What the task asks: Rewrite the rows below as a numbered list of their lines, skipping any blank lines. Leave the pictures out of your answer.

Collected data entries:
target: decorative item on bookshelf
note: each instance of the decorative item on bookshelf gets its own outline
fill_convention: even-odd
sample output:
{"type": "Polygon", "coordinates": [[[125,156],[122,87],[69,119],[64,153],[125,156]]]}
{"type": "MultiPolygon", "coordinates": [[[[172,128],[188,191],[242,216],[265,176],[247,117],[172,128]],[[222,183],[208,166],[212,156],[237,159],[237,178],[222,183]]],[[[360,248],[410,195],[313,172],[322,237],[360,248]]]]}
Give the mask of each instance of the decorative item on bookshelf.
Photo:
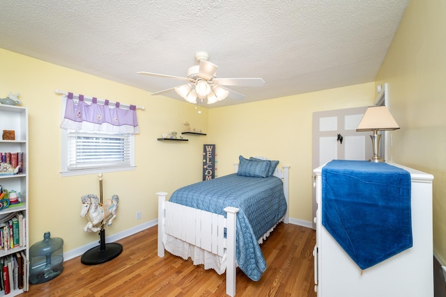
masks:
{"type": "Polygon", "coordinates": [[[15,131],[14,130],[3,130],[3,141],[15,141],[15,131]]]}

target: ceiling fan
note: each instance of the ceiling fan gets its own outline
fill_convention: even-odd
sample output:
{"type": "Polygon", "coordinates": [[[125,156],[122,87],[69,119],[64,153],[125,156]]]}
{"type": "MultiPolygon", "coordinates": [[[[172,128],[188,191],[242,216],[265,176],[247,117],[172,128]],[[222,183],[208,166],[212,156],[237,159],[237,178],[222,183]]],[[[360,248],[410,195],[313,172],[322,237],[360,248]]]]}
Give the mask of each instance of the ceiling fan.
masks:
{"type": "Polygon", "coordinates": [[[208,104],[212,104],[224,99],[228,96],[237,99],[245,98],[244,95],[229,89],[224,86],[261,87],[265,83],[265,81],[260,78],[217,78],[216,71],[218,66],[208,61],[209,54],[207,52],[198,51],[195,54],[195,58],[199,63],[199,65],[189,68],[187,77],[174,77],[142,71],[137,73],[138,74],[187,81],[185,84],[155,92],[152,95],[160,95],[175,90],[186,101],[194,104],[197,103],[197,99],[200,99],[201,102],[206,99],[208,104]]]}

Exercise solution:
1. target: decorative item on bookshelf
2. note: each instance of the decorative item on bookshelf gets its own outline
3. fill_convention: even-odd
4. sample output:
5. {"type": "Polygon", "coordinates": [[[125,156],[122,87],[69,119],[64,153],[125,156]]]}
6. {"type": "MultiPolygon", "coordinates": [[[[172,128],[188,191],[242,216],[265,176],[247,117],[172,128]],[[222,183],[208,166],[212,156],[237,159],[237,178],[222,183]]],[[[360,248],[410,195],[313,172],[322,237],[360,248]]]]}
7. Give the mask of each instance of the decorative item on bookshelf.
8. Photo:
9. masks:
10. {"type": "Polygon", "coordinates": [[[15,131],[14,130],[3,130],[3,141],[15,141],[15,131]]]}
11. target: ceiling fan
12. note: each instance of the ceiling fan gets its own outline
13. fill_convention: even-odd
14. sample output:
15. {"type": "Polygon", "coordinates": [[[125,156],[122,87],[69,119],[64,153],[125,156]]]}
16. {"type": "MultiPolygon", "coordinates": [[[[172,128],[188,191],[242,216],[265,176],[247,117],[172,128]],[[222,183],[208,166],[212,156],[237,159],[237,178],[222,183]]],[[[360,248],[410,195],[313,172],[322,237],[360,248]]]]}
17. Give the mask of each instance of the ceiling fan.
18. masks:
19. {"type": "Polygon", "coordinates": [[[208,104],[212,104],[224,99],[228,96],[237,99],[245,98],[244,95],[229,89],[224,86],[261,87],[265,83],[265,81],[260,78],[217,78],[216,71],[218,66],[208,61],[209,54],[207,52],[198,51],[195,54],[195,58],[199,63],[199,65],[189,68],[187,77],[174,77],[142,71],[137,73],[138,74],[187,81],[185,84],[155,92],[152,95],[160,95],[175,90],[186,101],[194,104],[197,103],[197,99],[200,99],[201,102],[206,99],[208,104]]]}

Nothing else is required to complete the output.